Problems>
(a) Answer these questions using the essay on naming God, giving each answer on its own line with the matching mark.
(i) Which book is mentioned as pointing out that the Bible uses both paternal and maternal metaphors for the divine?
(ii) In which city was Kinship Kampmeeting held this year?
(iii) According to the essay, what kind of form was the Puritan "Thou" for God?
(b) For each statement, say whether it agrees with the essay on naming God. Answer yes or no, and support each answer with the deciding words quoted from the essay.
(i) The writer sat in a Sheraton conference room at Kinship Kampmeeting.
(ii) Hearing God addressed as mother and father moved the writer greatly.
(iii) The writer wants to enter into a Foucauldian discussion of rhetoric.
(c) Quote the essay on naming God word for word, starting with "Here's my premise: Fathers" and going on through "by one role.".

====== Reading text

Here's my premise: Fathers are not inherently more Godly than husbands, grandfathers, brothers, sisters, mothers or wives. What we call God should not be some lingo-football tossed around in the socio-political game of the sex-wars. Rather, God is the ultimate definition of Being, and who God is tells us who and how we ought to Be.

Now here's my point: How we define God often leads to how we treat each other and it's no small coincidence that a church that defines God as a father continues to officially subordinate its female members.

And I respect all my family members too much to define my God by one role.   

As has been pointed out hundreds of times -- I think very well in Jack Miles' God: A Biography -- the Bible uses both paternal and maternal metaphors for the divine, as well as God being at times a creator or destroyer, an angry, mistaken, implacable executioner as well as a lover.

Clearly the Jewish experience with the divine is quite eclectic and stretches beyond our current comfort zone of just father. If we name all the traits we do in our current doctrinal articulation of God as father we then imply that fatherhood includes these characteristics. Which is fine, but then we should at least somewhere articulate the other gender side of the human/divine relationship. And this lack of attention to articulating what a God-like mother might be, just also might be keeping our global church from ordaining the Godly in women too.

Some might argue that another approach would be to just stop anthropomorphizing GOD, which includes the pronouns. I see that our bloggin' linguist goes Jewish and leaves out the vowels. I respect his respect.

Since I don't want to get into a Foucauldian discussion of how our rhetoric -- our chains of sentences -- work to control us, I'll move on, but let's not just slip into the false comfort of tradition. In fact, our Protestant tradition, and even more the religious dissidents from the Anabaptists to the Quakers and certainly the early Adventists really worked hard to make their language conform to their principles of equality before God. They called each other brother and sister, and the Puritan use of "Thou" for God was actually the informal second person singular. Christians creating present truth always pay attention to language. So it seems both reasonable and morally fair that we either stop using any anthropomorphic terms for God or we articulate more fully the divine relationship to both men and women.

But the point of this summer Bloggin' the 28 project is not to merely redescribe theology, but to think creatively about what it means to apply our beliefs today.

On Friday night I attended Kinship Kampmeeting, held in San Francisco this year. As I sat in the Sheraton conference room packed with GLBT Adventists and their straight friends, I listened to people already making my blogging job easy.

Throughout the evening of foot washing, memorial for a Kinship member who died last week of AIDS, and shared communion, several of the pray-ers addressed God as mother and father. Did it move me greatly? Not especially; but it made me think about what our public definitions of God cause us to be and do. Here are people who experience deeply the fluidity of human gender and bare deep, terrible scars from the first-stones-cast by their community members. Whether one thinks that God hates sinning fags, just wants them to stay celibate or wants them to have really good gay sex, there should be little doubt that gender and God is a lot more complicated than our current paterfamilias definition implies.

============
====== Data section

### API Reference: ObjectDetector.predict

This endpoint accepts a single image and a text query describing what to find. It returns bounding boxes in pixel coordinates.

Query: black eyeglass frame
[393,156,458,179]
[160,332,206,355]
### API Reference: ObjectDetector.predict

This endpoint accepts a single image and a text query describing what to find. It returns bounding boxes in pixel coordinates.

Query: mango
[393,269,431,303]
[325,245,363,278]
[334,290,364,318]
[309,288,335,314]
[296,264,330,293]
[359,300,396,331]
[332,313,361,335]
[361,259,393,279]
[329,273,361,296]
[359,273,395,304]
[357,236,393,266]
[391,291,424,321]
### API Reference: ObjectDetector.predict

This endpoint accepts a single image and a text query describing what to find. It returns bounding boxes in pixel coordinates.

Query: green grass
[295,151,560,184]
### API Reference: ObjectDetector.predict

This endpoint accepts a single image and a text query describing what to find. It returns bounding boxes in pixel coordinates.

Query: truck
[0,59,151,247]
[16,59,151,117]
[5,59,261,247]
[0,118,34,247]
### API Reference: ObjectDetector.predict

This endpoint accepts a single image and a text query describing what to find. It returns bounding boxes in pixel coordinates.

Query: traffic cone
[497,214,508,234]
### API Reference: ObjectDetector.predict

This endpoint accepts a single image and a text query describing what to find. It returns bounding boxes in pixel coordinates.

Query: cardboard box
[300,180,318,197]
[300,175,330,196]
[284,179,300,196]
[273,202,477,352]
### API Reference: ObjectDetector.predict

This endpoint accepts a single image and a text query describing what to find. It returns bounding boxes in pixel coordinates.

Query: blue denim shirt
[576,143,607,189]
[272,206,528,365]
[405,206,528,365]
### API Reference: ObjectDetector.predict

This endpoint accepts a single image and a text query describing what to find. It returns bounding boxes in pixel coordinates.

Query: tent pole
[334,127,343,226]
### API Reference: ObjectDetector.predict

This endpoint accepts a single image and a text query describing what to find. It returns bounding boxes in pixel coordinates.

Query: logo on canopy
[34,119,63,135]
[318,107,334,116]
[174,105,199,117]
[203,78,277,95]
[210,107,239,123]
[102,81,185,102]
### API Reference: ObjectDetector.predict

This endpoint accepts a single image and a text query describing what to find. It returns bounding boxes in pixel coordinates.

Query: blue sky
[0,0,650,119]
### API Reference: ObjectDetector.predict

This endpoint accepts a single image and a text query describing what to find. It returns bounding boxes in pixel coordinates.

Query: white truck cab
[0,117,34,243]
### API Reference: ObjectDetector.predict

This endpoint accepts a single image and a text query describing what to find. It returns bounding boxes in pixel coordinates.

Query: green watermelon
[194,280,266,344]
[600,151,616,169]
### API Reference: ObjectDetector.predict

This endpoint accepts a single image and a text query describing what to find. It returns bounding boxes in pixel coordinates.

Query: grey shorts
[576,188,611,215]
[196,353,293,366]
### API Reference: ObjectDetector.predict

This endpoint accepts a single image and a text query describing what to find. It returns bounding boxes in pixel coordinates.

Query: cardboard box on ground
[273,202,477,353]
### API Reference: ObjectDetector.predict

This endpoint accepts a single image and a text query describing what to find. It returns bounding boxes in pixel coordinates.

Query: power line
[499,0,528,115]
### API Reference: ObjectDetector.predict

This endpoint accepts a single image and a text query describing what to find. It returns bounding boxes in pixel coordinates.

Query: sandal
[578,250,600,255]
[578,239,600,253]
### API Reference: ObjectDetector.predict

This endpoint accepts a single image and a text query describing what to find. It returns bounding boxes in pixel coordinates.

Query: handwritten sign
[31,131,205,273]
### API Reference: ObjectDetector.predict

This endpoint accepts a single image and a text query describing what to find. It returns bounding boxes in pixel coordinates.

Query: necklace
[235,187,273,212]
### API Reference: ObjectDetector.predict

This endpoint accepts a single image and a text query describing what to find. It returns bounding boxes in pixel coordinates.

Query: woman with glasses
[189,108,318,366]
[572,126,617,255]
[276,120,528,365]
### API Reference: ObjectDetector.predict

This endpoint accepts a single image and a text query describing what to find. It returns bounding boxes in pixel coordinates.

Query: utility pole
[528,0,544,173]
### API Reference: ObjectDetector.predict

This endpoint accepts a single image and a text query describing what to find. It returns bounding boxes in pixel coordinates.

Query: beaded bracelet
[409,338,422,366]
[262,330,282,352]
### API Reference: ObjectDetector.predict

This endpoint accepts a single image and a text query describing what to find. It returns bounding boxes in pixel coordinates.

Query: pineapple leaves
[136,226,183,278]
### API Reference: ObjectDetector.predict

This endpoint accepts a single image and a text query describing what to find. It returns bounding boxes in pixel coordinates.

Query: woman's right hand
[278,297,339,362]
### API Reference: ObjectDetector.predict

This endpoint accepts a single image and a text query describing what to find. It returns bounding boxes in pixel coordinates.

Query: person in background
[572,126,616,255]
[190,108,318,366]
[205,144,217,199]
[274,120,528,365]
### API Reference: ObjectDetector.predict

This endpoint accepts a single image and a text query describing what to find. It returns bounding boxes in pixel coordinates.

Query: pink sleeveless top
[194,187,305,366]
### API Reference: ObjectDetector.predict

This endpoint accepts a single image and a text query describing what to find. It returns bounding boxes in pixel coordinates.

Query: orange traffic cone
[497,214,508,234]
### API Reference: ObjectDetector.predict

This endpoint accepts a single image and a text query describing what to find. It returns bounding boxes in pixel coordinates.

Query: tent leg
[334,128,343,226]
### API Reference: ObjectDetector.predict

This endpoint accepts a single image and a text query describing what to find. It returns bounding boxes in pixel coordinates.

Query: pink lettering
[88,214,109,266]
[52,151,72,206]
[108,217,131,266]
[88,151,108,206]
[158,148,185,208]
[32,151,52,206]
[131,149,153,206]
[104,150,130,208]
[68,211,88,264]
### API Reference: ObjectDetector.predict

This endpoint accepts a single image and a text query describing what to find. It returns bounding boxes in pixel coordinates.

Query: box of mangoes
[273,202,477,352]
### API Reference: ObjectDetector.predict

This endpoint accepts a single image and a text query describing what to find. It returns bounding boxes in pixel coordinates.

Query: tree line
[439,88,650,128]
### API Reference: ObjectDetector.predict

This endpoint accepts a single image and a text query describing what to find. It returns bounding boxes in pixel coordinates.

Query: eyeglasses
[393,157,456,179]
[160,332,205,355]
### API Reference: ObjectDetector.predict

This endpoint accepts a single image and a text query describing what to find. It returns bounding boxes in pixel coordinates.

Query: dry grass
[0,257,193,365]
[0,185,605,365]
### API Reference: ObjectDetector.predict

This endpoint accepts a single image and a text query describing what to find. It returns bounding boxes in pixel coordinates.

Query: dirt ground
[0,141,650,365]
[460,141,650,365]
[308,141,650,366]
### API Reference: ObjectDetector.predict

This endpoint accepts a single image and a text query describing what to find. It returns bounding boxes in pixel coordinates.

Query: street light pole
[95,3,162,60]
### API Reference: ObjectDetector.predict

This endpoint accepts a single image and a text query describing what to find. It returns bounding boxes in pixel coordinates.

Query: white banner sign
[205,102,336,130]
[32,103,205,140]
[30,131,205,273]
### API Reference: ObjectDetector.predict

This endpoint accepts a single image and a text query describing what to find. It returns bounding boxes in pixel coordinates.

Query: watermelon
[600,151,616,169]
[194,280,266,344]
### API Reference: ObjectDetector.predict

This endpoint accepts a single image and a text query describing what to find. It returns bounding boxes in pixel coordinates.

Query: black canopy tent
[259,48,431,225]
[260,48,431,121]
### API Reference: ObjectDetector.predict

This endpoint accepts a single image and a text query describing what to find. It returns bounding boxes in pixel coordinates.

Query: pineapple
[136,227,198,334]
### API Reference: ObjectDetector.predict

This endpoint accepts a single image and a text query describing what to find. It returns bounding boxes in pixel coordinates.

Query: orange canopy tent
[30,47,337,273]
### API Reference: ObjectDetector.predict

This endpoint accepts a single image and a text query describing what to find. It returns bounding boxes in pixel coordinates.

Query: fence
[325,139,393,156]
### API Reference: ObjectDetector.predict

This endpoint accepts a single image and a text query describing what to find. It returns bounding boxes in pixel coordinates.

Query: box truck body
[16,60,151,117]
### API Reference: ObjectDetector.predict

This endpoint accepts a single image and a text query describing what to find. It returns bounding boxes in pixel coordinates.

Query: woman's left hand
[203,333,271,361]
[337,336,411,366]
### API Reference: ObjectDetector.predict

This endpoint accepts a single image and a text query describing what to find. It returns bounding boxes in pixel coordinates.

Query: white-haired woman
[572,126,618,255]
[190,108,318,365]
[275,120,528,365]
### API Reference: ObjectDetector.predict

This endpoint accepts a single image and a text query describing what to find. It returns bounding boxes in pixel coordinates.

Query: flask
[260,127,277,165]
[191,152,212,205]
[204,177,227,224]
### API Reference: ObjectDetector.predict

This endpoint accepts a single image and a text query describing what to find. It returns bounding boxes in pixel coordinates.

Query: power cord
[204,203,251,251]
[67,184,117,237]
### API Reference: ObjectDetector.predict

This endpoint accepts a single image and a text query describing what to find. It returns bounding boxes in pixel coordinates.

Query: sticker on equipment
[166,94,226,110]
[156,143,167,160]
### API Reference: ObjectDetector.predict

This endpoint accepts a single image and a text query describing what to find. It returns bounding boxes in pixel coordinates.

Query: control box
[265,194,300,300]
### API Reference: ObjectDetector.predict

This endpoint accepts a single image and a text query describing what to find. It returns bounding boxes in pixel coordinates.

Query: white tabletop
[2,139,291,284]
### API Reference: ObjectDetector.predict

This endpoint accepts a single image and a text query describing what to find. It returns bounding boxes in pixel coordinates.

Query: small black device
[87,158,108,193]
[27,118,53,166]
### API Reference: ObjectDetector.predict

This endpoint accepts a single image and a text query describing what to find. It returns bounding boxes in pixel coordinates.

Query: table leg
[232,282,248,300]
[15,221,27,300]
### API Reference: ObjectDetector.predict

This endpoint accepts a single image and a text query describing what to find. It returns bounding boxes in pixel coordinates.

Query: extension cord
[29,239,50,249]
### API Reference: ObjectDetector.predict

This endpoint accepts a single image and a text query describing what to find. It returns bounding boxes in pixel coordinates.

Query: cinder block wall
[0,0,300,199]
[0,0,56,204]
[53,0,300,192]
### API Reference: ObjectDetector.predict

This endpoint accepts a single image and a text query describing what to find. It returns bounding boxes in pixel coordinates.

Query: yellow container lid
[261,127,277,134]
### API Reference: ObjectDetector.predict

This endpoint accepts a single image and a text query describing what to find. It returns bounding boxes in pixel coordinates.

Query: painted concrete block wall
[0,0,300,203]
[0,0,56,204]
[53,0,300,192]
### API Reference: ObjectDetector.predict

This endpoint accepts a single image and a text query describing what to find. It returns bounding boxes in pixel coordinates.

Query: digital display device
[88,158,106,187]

============

Task-by-task results>
(a)
(i) Jack Miles' God: A Biography
(ii) San Francisco
(iii) The informal second person singular

(b)
(i) Yes: "As I sat in the Sheraton conference room packed with GLBT Adventists and their straight friends"
(ii) No: "Did it move me greatly? Not especially"
(iii) No: "Since I don't want to get into a Foucauldian discussion of how our rhetoric -- our chains of sentences -- work to control us"

(c)
Here's my premise: Fathers are not inherently more Godly than husbands, grandfathers, brothers, sisters, mothers or wives. What we call God should not be some lingo-football tossed around in the socio-political game of the sex-wars. Rather, God is the ultimate definition of Being, and who God is tells us who and how we ought to Be.

Now here's my point: How we define God often leads to how we treat each other and it's no small coincidence that a church that defines God as a father continues to officially subordinate its female members.

And I respect all my family members too much to define my God by one role.